## PASSAGE TO READ
--------
One thing that could be limiting the performance of the random forest classifier is this "chunking" process, as it means that each 1-3s window can only be assigned a single label, which means it might miss the exact boundaries of a class. There is a trade-off between how granualar the predictions can be (short window/chunk size) and how much contextual information the classifier has for making the prediction (long window/chunk size). One way around this problem is potentially to use overlapping features. For example we could define the chunk size for prediction as 1 second, but compute features using a 3 second window that includes the neighboring chunks. As a next step you should try to implement this for the random forest.

- Modify the `Model` class in `rf.py` to have another property `window_size`, separate from `chunk_seconds` that controls how much of the sequence is used to compute the features for each chunk.
- Modify the `transform_data` method to implement this approach. 

Once we have this new option, we'll need to find the optimal value for it. The code is setup to use a library called Optuna to automatically test out different options in an intelligent way. The `trial` argument to the `__init__` method is an Optuna object that will control choosing these different values. Under `if trial:` you'll see several lines of code that use this object to set values for the different options. 

- You should read through the [Optuna documentation](https://optuna.org/#code_examples) to understand what is code is doing. The `model_eval.py` file has the code that sets up Optuna to find the best values.
- You should add the appropriate code to include your new option in the optuna optimization.
- You should run a slurm job with `model_eval` using the optuna option to find the best value and report the results compared to the original random forest.

Finally, let's try adding a new feature that we'll compute for each chunk. One potentially useful piece of information is the trend of the signal within the window. We can find this simply by fitting a linear regression taking the time as an input and the signal as the output. Scikit-learn's [linear regression](https://scikit-learn.org/stable/modules/generated/sklearn.linear_model.LinearRegression.html) class can do this easily. 

- In the `transform_data` loop, add code the that fits a linear regression model for each chunk and appends the `_coef` property as additional features.

## Part 5: Creating a new model

Now that you're hopefull comfortable modifying the code for a model, let's try using a new model! We'll try out a boosting-based classifier, which often performs well in practice.

- First, copy the `rf.py` file and create a new file called `boosting.py`. 

There are several variants of boosting built in to the scikit learn library that we could consider using. We can see the options in the [sklearn ensembles module](https://scikit-learn.org/stable/modules/ensemble.html). The Adaboost or gradient boosting classifers are both likely good choices to try out.
--------
## DIRECTIONS FOR THIS TASK
Can you extend the classifier tutorial, starting right after its last sentence about AdaBoost and gradient boosting?

## ROWS
--------
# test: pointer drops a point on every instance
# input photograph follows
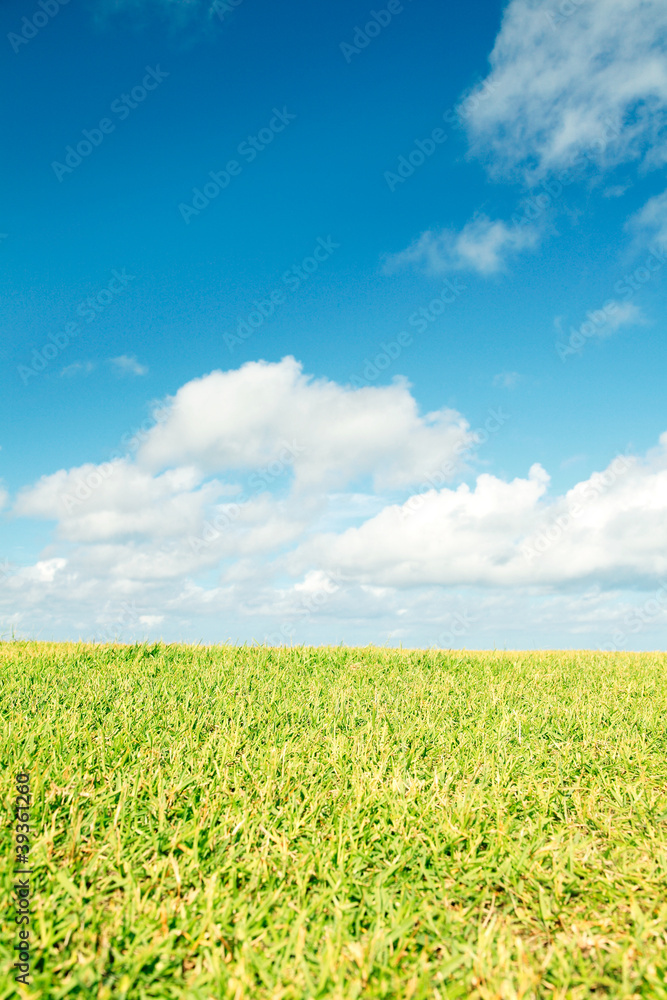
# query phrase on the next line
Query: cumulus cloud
(483, 246)
(561, 84)
(332, 434)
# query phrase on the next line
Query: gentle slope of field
(306, 823)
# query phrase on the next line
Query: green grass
(258, 823)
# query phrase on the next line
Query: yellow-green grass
(330, 822)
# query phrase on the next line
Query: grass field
(305, 823)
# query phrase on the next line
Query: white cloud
(483, 245)
(507, 380)
(590, 86)
(610, 529)
(650, 223)
(625, 314)
(77, 368)
(330, 435)
(556, 85)
(209, 546)
(128, 365)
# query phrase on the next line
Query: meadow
(218, 822)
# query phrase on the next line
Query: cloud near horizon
(563, 91)
(214, 516)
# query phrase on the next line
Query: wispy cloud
(506, 380)
(78, 368)
(483, 246)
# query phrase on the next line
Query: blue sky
(454, 190)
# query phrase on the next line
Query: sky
(334, 323)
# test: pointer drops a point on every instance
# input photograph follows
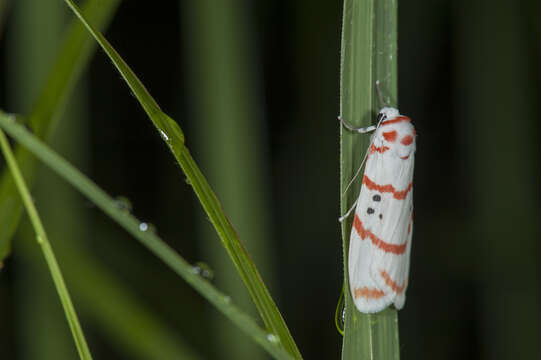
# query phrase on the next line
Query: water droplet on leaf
(123, 203)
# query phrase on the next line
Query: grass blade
(174, 138)
(147, 238)
(72, 58)
(41, 236)
(368, 54)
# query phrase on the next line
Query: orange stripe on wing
(367, 293)
(400, 195)
(393, 285)
(380, 149)
(390, 248)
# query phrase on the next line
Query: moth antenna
(365, 155)
(380, 95)
(359, 130)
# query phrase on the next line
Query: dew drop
(273, 338)
(164, 135)
(203, 270)
(146, 227)
(123, 203)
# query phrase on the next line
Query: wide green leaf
(73, 56)
(50, 258)
(174, 138)
(148, 238)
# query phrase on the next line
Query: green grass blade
(147, 238)
(41, 236)
(72, 58)
(368, 54)
(173, 136)
(224, 92)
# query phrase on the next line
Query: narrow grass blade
(174, 138)
(224, 92)
(149, 239)
(41, 236)
(72, 58)
(368, 54)
(3, 11)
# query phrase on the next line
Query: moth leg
(343, 217)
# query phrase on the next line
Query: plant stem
(368, 54)
(41, 237)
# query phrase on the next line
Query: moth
(380, 241)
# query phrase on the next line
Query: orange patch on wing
(380, 149)
(390, 136)
(367, 293)
(392, 284)
(387, 188)
(396, 120)
(385, 246)
(407, 140)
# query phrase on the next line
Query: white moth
(380, 242)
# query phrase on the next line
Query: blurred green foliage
(468, 77)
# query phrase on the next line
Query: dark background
(468, 77)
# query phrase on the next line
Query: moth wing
(368, 295)
(390, 264)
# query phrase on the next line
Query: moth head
(395, 133)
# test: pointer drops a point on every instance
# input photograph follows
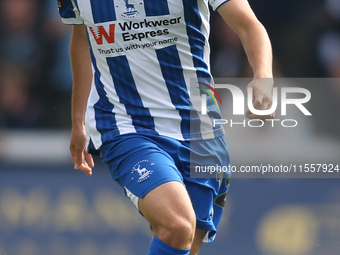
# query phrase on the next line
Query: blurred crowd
(35, 76)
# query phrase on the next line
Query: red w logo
(101, 32)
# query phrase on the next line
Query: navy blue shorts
(139, 163)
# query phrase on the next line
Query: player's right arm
(82, 77)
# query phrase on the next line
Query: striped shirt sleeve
(69, 12)
(216, 3)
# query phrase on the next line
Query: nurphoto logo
(239, 104)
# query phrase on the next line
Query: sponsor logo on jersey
(131, 10)
(141, 168)
(101, 32)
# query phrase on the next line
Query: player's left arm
(241, 18)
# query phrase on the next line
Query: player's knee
(179, 232)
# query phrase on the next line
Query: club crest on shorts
(141, 168)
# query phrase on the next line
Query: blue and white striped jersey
(147, 57)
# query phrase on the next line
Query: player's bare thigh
(170, 213)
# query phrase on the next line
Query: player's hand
(262, 97)
(81, 159)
--------
## EXERCISE RESPONSE
- Modify the train and prediction function of the `Model` class in `boosting.py` to use your choice of boosting classifier. 
- You'll also need to modify the `__init__` function to set appropriate hyperparameters for your choice of classifier. You should set up the optuna code to set an appropriate search space for these options as you did earlier.

Once you have this new model set up you'll need to test it out.

- Run the `model_eval` script again with optuna to find the best performance you can get from a boosting classifier.
- Evaluate how this model compares to the results for the random forest.

## Part 6: Adding new features + classifiers

At this point we're well within the realm of trying out new approaches for this problem. We'll get to the fancy neural-network based models soon enough, but for many real-world problems, careful [feature engineering](https://en.wikipedia.org/wiki/Feature_engineering) can often lead to better performance than sophisticated models. Let's try to extend the the `transform_data` method of the random forest and boosting classifers to have some further new options. 

We'll probably want to start by taking the opportunity to factor out the data preprocessing code into a shared superclass for both models. This will allow us to propagate any improvements to both models and easily add new models using the same data pipeline.

- Create a new file called something like `tabular_model.py` and add a class with the `transform_data` method. Then have both the random forest and boosting models inheret from this class instead of implementing their own versions of the method.

Now we can try out some improvements! I'm not going to tell you exactly what to do for now, but I'll give some suggestions for where to look and let you decide what make sense. I'd recommend dividing up these options to work on in parallel.

- [Wavelet transforms](https://www.cs.toronto.edu/~mangas/teaching/320/slides/CSC320L11.pdf) could be a useful alternative to the FFT features currently being used. [PyWavelets](https://pywavelets.readthedocs.io/en/latest/) has implementations that might be useful.

- More generally [SKTime](https://www.sktime.net/en/stable/) has many options for timeseries feature extration and classification

- You could also try some basic extensions to what we already have, such as breaking each window into subsection to compute statistics or adding more statistics such as percentiles.
- A potentially very powerful approach that does not require deep knowledge of building neural networks would be to leverage a timeseries foundation model. The [MOMENT model](https://arxiv.org/pdf/2402.03885) has a [tutorial](https://github.com/moment-timeseries-foundation-model/moment/blob/main/tutorials/classification.ipynb) for using it for classification.